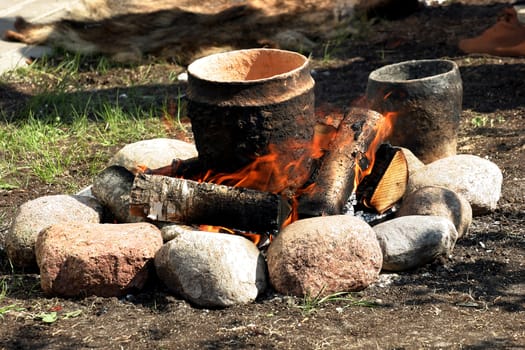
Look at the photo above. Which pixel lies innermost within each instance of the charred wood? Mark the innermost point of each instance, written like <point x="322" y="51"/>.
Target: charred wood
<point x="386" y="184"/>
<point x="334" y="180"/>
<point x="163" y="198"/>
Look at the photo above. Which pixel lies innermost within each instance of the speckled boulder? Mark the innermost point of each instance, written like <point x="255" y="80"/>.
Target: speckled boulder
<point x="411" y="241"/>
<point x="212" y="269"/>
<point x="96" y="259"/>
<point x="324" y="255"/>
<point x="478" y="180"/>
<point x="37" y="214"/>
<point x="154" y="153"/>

-*-*-

**Task to carry out:**
Return only the lines from the start of the data through the line that contains "of the speckled", please, copying them exactly and omitting all pictures.

**Output:**
Look at the photo above. Which pixel lies innermost within each instance of the charred wood? Mark the innermost point of each instance, written like <point x="322" y="51"/>.
Target: charred wood
<point x="386" y="184"/>
<point x="334" y="180"/>
<point x="163" y="198"/>
Look at the photo above. Which pixel lies innermost within each instance of the speckled boulder? Mark the innermost point of each instance, written like <point x="255" y="80"/>.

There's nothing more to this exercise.